== PAGE TEXT ==

Spousal maintenance, also known as alimony, is a form of financial support paid by one spouse to the other after a divorce. In Texas, spousal maintenance is not automatic, and eligibility for it depends on several factors. This article will provide an overview of Texas spousal maintenance law and help you determine whether you are eligible for it.
Under Texas law, a spouse may be eligible for spousal maintenance if they can demonstrate that they lack sufficient property, including separate property, to provide for their minimum reasonable needs. Additionally, the spouse must meet one of the following eligibility criteria:
- The spouse seeking maintenance must have been married to the other spouse for at least ten years and lack the ability to earn sufficient income to provide for their minimum reasonable needs; or
- The spouse seeking maintenance must be unable to earn sufficient income due to a physical or mental disability; or
- The spouse seeking maintenance must be caring for a child of the marriage who requires substantial care and personal supervision because of a physical or mental disability, making it impossible for the spouse to work outside the home and provide for their minimum reasonable needs.

===
== RECORD EXTRACTS ==

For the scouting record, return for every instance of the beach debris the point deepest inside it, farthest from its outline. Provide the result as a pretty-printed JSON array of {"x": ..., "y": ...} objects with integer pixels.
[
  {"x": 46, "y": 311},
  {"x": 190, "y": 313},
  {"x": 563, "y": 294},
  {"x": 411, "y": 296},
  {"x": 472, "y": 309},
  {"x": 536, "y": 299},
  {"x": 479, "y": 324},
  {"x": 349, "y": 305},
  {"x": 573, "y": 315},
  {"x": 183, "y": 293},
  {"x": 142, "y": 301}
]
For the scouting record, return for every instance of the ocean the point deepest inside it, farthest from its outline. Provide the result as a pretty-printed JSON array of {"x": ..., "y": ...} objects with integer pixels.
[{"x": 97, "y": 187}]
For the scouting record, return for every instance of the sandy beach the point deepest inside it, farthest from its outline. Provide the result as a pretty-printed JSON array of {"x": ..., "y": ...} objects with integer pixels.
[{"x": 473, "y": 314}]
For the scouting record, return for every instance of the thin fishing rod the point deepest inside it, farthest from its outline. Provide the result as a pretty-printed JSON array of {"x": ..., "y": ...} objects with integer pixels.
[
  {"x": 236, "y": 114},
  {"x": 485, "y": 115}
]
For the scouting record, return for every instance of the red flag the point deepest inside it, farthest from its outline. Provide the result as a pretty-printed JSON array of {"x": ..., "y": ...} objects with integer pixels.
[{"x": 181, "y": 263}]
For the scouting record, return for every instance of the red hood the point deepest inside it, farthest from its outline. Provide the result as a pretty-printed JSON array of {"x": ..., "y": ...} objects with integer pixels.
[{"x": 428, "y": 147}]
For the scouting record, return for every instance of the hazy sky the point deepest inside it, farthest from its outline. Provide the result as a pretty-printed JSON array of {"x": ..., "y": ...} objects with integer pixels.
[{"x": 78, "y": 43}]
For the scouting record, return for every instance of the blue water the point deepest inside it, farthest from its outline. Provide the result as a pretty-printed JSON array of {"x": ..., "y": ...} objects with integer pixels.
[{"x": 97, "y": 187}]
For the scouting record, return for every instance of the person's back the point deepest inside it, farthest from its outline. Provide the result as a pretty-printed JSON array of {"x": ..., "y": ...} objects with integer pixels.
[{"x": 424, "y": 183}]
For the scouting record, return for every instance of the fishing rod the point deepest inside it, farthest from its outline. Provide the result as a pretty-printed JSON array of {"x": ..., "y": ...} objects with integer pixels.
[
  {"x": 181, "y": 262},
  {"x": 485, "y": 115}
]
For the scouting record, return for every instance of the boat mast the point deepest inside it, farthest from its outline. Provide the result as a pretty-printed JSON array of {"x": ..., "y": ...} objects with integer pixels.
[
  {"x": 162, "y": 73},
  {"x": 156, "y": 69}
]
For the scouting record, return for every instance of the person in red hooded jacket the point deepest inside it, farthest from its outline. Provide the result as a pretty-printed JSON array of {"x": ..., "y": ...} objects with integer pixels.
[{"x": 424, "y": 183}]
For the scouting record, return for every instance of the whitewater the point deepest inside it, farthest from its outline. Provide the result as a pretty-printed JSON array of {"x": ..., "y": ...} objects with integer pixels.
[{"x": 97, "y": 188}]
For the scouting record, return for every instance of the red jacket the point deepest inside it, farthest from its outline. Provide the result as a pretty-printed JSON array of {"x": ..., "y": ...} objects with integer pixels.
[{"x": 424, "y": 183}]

===

- ACTIONS TO TAKE:
**1.** Using the Texas spousal maintenance overview, decide whether each statement agrees with it: (a) Spousal maintenance in Texas is granted automatically after a divorce. (b) A spouse seeking maintenance must show a lack of sufficient property, including separate property, to meet their minimum reasonable needs. (c) One eligibility route requires a marriage of at least five years. Answer yes or no for each, quoting the words that decide it.
**2.** Continue the Texas spousal maintenance overview, picking up after its final point about caring for a disabled child of the marriage.

- REPLIES:
**1.**
(a) No: "In Texas, spousal maintenance is not automatic."
(b) Yes: "they lack sufficient property, including separate property, to provide for their minimum reasonable needs."
(c) No: "married to the other spouse for at least ten years."

**2.**
It is worth noting that the length of the marriage is a significant factor in determining eligibility for spousal maintenance. If the marriage lasted less than ten years, it is generally more challenging to qualify for spousal maintenance. However, there are exceptions to this rule, and a skilled family law attorney can help you determine your eligibility based on your specific circumstances.
How Much Alimony Can You Get?
Assuming that you meet the eligibility criteria, the amount and duration of spousal maintenance payments will depend on several factors. Texas law does not provide a specific formula for calculating spousal maintenance, so the court will consider various factors, including:
- The income and earning capacity of each spouse;
- The education and skills of each spouse;
- The length of the marriage;
- The age, employment history, and health of each spouse;
- The marital property division;
- The contributions of each spouse to the marriage, including both homemaking and earning contributions;
- The presence of domestic violence in the marriage; and
- Any other factor the court deems relevant.
If the court determines that you are eligible for spousal maintenance, they will determine the amount and duration of payments based on the above factors. In Texas, spousal maintenance is limited in duration depending on the length of the marriage and/or whether a spouse is disabled.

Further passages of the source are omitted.